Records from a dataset
◇ ◇ ◇ ◇
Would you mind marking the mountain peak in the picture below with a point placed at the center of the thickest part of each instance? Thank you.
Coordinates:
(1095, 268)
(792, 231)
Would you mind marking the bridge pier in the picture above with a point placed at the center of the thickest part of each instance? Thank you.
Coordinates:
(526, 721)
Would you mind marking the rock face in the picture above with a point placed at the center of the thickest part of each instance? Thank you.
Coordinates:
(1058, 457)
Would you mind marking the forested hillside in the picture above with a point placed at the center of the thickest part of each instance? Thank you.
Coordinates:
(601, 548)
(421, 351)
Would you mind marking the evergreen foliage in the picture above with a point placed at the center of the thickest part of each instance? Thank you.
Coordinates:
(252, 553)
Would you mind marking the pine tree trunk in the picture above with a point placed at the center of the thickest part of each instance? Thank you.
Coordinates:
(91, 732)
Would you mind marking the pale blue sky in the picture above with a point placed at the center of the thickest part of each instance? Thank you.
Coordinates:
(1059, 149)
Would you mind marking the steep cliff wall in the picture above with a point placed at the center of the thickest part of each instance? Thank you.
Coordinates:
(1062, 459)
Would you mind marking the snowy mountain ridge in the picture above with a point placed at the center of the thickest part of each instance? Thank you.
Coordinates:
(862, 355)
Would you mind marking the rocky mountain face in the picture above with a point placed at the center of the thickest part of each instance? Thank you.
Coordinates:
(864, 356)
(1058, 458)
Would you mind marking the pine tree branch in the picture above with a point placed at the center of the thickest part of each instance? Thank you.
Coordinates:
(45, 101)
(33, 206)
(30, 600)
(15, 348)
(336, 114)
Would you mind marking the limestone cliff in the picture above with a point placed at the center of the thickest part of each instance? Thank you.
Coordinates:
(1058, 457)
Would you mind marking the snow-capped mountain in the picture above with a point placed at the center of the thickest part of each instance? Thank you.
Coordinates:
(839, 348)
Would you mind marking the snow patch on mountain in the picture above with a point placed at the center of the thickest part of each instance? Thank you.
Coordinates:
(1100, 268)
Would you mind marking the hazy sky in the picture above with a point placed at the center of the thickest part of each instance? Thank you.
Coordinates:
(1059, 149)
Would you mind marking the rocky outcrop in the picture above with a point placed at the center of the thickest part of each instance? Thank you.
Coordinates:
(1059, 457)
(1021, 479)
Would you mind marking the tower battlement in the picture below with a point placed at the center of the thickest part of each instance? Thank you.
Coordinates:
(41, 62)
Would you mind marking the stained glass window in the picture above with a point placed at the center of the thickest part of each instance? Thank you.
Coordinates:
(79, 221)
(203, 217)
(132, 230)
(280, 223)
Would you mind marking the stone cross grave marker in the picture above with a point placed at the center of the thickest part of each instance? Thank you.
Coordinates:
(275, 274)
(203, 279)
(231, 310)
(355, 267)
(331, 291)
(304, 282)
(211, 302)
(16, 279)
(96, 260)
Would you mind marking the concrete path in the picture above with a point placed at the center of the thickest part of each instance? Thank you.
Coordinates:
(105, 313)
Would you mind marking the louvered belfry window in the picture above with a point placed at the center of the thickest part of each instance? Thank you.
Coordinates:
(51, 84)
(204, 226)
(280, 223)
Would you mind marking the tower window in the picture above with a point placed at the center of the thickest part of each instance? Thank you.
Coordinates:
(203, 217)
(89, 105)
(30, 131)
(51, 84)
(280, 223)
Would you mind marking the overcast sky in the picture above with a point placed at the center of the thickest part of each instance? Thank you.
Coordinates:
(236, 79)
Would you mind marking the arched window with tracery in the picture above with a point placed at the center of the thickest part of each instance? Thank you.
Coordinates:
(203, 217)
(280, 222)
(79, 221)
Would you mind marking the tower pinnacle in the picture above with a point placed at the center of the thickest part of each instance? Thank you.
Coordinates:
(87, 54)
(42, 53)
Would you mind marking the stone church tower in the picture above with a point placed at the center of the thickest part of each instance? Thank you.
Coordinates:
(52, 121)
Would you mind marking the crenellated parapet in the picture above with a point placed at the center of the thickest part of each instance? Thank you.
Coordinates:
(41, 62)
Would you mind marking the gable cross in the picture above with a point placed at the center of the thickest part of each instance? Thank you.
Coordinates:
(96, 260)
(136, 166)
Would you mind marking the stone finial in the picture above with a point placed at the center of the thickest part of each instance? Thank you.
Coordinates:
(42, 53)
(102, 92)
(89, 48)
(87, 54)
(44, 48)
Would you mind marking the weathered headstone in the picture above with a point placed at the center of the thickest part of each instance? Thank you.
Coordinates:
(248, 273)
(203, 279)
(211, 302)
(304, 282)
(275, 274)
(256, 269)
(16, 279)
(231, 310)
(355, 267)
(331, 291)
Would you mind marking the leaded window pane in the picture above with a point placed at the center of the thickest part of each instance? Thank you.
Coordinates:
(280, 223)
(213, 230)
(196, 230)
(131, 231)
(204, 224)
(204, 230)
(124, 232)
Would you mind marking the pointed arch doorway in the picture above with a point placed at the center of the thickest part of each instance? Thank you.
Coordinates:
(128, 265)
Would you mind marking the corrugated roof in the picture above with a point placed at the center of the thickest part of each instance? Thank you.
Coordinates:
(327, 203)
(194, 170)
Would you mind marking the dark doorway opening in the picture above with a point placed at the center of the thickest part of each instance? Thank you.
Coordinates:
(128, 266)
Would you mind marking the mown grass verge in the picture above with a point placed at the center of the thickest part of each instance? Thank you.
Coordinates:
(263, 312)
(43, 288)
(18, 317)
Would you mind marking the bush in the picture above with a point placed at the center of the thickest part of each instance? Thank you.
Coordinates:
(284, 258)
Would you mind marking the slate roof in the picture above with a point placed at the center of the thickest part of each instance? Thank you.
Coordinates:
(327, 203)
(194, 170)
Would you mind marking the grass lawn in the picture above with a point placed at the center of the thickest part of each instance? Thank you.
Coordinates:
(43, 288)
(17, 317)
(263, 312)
◇ ◇ ◇ ◇
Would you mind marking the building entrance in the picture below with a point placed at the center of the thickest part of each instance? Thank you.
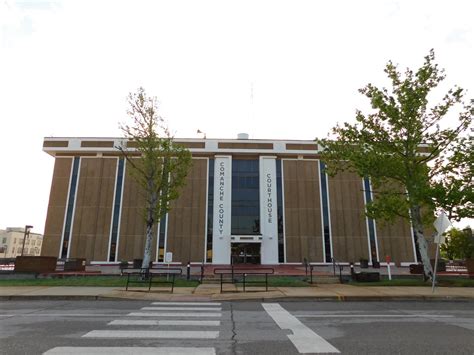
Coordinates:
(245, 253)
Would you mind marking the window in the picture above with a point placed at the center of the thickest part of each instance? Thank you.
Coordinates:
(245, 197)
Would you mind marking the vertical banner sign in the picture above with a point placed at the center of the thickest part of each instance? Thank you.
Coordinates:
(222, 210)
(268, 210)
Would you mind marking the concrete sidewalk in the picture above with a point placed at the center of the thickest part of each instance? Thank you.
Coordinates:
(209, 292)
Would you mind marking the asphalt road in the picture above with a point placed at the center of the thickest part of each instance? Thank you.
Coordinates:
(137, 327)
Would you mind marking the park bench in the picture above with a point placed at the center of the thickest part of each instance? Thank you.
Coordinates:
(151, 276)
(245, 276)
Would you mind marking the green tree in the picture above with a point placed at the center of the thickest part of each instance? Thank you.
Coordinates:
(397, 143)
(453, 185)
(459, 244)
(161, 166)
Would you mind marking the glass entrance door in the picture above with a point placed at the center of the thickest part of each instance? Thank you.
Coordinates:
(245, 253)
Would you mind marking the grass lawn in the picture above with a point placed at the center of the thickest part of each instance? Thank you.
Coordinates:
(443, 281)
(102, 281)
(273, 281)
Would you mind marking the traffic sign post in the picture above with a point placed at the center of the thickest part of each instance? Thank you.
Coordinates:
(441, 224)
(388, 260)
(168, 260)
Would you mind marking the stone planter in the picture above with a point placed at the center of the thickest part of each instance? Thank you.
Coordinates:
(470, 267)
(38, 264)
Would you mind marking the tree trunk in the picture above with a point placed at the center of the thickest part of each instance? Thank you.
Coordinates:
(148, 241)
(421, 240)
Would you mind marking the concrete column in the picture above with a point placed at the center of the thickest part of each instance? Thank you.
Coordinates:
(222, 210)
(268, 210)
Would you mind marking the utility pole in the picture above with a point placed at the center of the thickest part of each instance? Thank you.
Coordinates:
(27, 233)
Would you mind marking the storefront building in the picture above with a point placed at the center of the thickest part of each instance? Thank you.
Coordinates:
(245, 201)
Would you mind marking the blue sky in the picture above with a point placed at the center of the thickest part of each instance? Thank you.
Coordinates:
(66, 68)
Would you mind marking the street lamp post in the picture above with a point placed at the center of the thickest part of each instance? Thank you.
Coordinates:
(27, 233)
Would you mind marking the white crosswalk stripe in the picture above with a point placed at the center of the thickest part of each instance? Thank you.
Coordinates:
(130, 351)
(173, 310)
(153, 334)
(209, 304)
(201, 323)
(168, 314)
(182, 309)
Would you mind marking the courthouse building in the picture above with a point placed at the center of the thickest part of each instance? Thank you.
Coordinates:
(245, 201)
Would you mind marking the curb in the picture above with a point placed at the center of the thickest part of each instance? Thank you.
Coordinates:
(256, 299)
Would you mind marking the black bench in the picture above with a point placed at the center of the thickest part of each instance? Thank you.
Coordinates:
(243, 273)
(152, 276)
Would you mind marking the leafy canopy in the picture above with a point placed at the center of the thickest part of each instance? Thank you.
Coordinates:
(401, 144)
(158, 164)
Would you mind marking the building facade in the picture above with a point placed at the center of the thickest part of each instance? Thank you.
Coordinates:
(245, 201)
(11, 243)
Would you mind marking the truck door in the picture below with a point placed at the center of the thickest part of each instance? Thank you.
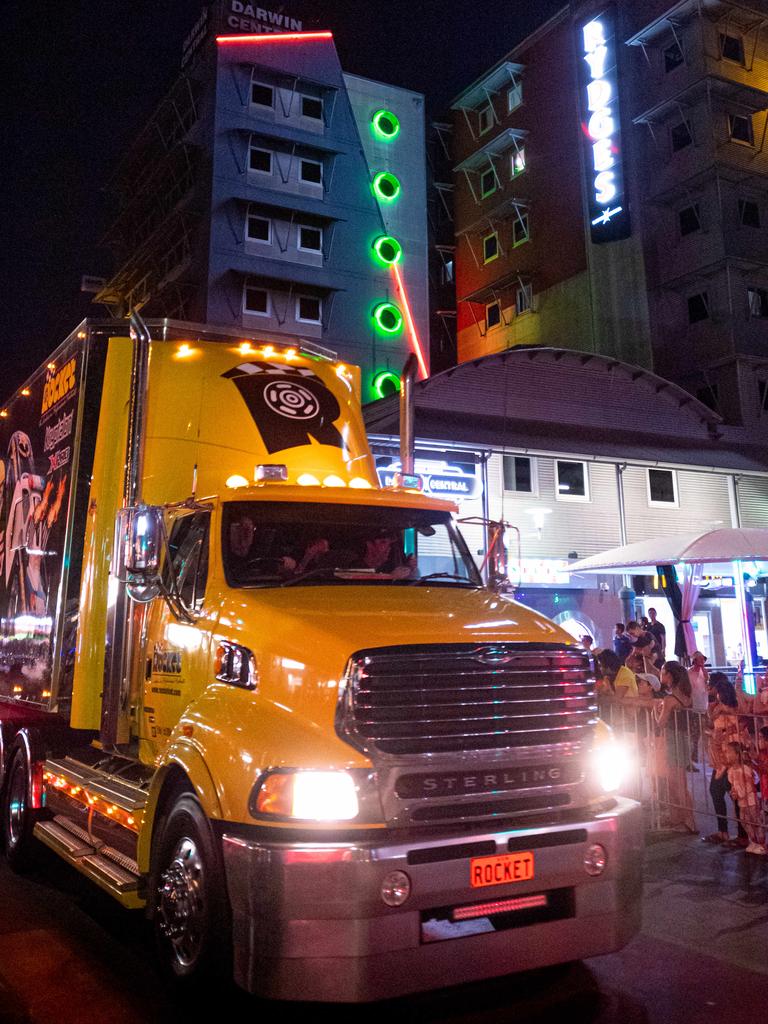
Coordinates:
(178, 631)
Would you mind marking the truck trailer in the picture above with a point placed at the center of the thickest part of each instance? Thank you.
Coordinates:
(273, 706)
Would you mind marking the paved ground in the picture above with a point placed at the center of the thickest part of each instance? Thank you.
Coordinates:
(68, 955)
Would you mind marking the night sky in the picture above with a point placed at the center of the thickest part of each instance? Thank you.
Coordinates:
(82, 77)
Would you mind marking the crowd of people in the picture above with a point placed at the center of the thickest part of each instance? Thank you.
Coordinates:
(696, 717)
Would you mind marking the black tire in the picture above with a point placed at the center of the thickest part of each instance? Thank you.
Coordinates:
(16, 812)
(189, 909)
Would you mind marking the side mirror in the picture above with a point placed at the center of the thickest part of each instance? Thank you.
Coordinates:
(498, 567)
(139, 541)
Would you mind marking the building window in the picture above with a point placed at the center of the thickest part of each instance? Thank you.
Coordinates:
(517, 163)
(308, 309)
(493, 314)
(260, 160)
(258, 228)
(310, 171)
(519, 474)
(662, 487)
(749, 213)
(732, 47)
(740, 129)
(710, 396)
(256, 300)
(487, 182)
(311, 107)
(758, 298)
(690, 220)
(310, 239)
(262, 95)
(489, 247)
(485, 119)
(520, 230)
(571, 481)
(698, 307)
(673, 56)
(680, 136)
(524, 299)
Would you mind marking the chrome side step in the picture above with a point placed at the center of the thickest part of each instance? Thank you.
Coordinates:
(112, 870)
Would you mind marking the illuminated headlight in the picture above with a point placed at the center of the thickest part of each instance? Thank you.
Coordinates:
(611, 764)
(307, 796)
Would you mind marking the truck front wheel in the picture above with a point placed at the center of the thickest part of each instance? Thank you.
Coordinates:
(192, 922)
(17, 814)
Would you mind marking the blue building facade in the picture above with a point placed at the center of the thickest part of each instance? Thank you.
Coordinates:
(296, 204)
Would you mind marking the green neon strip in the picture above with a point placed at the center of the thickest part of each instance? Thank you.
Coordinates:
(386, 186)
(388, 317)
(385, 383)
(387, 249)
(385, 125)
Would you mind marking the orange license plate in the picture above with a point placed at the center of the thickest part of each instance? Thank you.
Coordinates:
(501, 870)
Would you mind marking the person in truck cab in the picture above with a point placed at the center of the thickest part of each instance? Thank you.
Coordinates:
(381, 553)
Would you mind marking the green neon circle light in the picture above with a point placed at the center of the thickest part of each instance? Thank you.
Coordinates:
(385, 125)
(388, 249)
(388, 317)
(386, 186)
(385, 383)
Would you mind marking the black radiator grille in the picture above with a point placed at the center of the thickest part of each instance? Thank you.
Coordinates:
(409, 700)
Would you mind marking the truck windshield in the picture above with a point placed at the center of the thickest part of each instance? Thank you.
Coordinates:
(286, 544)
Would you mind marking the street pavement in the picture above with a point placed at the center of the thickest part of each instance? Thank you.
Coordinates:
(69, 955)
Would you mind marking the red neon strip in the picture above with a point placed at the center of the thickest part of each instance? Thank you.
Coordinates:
◇ ◇ ◇ ◇
SET PROBLEM: Please collect every line of the records above that contains the word "trunk", treating case as significant.

FINISHED ANSWER:
Would you mind marking the pine tree trunk in the picture above with a point placed at the center of the thickest part of each instance? Thank you.
Would you mind marking the tree trunk in the picture above with a point placed at the center of the thickest part of each instance? Thank you.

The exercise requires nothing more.